Exercise:
Rewrite the records from the one containing "One point per instance, each like (491, 500)." through the end, requests included, and shift every answer coordinate by adding 133 to both of its numbers. Leave the requests and their sample coordinates unchanged.

-- Start of Information shown --

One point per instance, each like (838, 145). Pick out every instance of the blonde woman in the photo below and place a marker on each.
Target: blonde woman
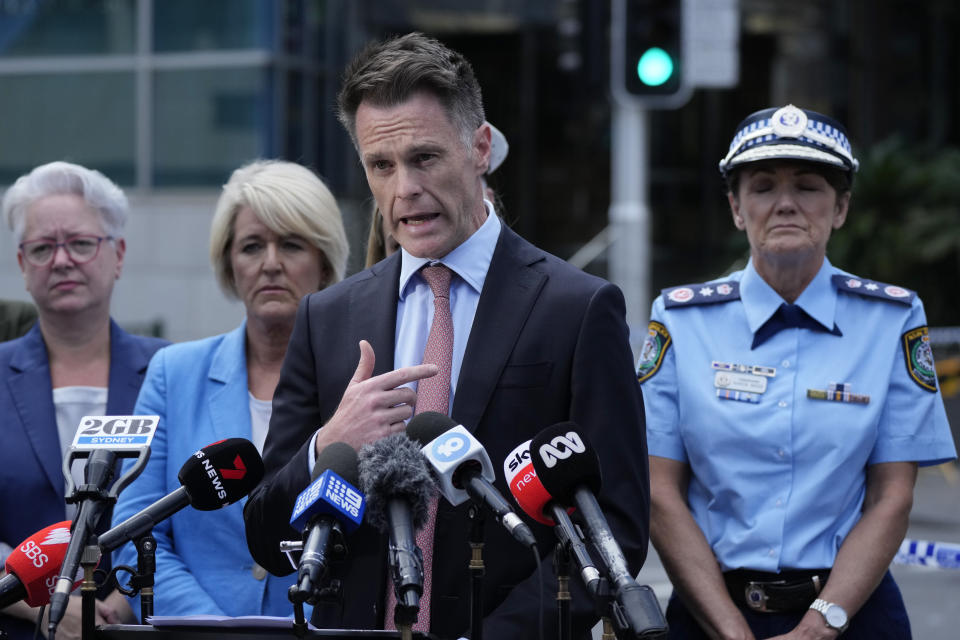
(276, 236)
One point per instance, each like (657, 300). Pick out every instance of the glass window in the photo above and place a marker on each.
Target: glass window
(86, 118)
(189, 25)
(209, 122)
(62, 27)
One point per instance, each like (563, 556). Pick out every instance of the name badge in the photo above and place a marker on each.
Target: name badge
(740, 382)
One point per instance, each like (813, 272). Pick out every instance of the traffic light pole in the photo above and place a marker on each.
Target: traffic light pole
(629, 214)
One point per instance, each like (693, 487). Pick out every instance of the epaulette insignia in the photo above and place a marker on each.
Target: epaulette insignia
(919, 358)
(707, 293)
(655, 346)
(864, 287)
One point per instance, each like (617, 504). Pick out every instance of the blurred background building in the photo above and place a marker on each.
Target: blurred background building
(167, 97)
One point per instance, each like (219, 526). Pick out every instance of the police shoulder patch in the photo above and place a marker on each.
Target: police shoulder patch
(919, 358)
(655, 346)
(695, 294)
(873, 289)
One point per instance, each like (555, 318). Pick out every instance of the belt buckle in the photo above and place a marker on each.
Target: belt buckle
(755, 595)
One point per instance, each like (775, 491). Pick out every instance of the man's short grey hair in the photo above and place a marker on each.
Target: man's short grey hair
(389, 72)
(64, 178)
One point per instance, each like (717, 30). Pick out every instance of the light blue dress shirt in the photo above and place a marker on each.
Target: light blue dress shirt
(470, 262)
(778, 477)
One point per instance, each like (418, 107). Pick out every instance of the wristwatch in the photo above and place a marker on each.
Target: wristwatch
(834, 614)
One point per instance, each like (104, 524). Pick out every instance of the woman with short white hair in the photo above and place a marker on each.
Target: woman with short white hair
(68, 223)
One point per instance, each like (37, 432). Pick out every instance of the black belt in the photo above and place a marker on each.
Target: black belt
(784, 592)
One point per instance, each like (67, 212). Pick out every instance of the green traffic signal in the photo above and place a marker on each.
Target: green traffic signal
(654, 67)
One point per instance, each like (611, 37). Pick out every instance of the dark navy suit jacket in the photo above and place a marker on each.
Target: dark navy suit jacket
(548, 344)
(31, 475)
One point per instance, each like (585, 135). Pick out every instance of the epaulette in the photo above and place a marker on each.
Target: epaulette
(707, 293)
(864, 287)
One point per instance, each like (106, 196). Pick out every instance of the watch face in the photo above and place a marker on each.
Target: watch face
(836, 617)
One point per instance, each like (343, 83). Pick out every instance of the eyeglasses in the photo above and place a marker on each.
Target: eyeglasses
(81, 249)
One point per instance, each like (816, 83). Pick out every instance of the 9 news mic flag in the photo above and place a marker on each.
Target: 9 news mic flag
(330, 506)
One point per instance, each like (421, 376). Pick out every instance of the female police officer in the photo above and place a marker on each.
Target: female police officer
(788, 406)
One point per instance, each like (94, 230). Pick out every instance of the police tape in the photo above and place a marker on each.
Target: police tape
(929, 554)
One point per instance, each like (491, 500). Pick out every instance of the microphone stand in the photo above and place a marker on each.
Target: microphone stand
(477, 569)
(146, 572)
(561, 566)
(88, 590)
(141, 581)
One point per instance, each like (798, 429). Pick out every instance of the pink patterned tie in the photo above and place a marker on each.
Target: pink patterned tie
(433, 394)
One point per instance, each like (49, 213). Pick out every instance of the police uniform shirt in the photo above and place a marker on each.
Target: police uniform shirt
(779, 432)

-- End of Information shown --

Written response:
One point per instance, each like (491, 500). Pick out every instance of the microphone stand in the photo above and place a marker on each.
Target: microphone stand
(610, 702)
(279, 705)
(694, 699)
(221, 723)
(274, 714)
One point per instance, each like (798, 429). Pick out every instance of the pink patterned tie in the photo above and place a marker on each.
Target: pink patterned tie
(566, 527)
One point per instance, each like (49, 213). Pick out every instance of the police uniform shirt in the photo above and place a marker on each.
Target: police uniform shirt
(912, 565)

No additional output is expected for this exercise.